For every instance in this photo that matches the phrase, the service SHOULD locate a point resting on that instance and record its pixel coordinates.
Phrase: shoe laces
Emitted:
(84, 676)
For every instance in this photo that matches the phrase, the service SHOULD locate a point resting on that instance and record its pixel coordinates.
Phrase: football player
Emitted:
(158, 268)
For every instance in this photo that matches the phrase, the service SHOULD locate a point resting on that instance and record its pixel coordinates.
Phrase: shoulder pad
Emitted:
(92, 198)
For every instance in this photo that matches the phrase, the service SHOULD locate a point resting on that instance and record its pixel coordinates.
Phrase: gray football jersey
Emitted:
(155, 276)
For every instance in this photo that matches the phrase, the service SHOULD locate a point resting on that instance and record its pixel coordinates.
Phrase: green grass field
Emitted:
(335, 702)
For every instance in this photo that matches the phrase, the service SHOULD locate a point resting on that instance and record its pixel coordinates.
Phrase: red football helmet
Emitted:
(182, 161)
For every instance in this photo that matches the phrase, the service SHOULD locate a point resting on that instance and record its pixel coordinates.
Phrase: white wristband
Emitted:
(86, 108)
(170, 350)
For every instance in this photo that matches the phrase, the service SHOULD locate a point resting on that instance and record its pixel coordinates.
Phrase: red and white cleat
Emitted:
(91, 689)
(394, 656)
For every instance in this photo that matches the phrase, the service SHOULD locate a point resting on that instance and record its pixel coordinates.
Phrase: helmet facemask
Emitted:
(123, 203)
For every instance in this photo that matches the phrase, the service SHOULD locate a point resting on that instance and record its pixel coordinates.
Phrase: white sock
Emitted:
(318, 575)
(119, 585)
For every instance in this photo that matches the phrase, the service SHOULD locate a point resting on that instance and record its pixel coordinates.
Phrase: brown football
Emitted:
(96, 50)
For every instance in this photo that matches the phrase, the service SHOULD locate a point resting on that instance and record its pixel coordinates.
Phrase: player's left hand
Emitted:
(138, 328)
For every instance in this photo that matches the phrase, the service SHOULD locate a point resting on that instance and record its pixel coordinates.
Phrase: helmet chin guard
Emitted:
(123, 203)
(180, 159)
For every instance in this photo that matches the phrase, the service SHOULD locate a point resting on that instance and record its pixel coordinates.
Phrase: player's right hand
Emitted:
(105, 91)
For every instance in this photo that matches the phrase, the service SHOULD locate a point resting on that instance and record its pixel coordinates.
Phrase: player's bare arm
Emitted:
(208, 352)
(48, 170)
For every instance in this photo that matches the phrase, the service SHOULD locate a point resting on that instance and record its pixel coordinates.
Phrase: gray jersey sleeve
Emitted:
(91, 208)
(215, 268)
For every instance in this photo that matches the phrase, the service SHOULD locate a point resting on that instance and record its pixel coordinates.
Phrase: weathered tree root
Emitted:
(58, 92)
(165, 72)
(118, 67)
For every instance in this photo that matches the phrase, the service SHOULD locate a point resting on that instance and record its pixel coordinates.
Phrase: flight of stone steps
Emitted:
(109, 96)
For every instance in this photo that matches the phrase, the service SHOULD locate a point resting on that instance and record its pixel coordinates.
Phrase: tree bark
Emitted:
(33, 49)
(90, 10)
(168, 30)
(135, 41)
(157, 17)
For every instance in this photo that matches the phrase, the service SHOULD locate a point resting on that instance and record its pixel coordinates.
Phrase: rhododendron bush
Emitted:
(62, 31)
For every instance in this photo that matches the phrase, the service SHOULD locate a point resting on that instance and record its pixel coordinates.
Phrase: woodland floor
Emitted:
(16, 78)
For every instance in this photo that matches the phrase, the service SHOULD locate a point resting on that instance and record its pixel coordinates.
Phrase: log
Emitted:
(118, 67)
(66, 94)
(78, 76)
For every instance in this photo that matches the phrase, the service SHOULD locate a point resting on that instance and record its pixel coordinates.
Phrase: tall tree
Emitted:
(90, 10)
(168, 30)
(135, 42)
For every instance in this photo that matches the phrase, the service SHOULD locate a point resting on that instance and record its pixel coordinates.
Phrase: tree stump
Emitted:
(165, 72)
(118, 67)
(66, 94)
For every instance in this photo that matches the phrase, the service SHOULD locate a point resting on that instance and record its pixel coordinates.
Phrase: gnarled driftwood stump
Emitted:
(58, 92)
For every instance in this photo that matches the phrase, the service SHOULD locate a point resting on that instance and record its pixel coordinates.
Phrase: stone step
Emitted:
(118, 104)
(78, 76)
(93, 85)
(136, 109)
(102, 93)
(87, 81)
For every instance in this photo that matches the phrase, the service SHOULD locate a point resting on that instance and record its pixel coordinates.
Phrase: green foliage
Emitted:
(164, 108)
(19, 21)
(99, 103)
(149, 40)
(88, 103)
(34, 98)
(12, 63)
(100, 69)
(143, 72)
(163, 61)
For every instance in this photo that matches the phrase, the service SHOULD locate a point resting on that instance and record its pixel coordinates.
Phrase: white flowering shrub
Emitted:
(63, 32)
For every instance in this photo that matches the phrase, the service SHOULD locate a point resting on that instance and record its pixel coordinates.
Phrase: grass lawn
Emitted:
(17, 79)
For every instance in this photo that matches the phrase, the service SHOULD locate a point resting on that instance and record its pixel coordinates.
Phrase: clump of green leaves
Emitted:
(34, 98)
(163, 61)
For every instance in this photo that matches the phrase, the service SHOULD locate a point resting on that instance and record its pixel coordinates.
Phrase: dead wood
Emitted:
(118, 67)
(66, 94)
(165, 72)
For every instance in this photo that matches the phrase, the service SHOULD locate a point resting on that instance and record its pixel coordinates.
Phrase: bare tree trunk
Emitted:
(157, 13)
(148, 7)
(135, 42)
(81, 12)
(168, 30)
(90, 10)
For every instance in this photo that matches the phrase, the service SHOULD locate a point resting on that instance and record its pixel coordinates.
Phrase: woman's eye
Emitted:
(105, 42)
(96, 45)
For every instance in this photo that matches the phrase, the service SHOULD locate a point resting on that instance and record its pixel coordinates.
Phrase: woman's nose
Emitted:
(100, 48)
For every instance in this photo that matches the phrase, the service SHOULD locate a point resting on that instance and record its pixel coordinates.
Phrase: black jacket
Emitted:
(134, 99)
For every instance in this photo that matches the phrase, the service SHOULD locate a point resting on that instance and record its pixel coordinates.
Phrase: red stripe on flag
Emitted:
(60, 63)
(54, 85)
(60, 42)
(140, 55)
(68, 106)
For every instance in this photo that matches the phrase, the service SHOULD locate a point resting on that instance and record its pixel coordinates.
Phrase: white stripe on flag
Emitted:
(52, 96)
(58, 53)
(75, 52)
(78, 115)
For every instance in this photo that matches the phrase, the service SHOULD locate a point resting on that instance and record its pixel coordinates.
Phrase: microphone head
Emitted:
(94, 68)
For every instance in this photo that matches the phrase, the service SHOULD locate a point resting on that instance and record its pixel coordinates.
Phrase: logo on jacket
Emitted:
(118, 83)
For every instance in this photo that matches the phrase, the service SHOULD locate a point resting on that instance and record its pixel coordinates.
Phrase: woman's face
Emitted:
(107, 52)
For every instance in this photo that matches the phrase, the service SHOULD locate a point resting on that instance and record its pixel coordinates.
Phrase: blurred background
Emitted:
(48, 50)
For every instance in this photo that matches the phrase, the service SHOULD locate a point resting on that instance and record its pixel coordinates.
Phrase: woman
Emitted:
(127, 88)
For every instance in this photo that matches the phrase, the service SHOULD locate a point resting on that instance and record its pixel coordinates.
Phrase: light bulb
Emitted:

=======

**What is being asked:** Collect every line in the entries above that contains the word "grass", and copy each one as it appears.

**Answer in full:**
Phrase: green grass field
Phrase: grass lawn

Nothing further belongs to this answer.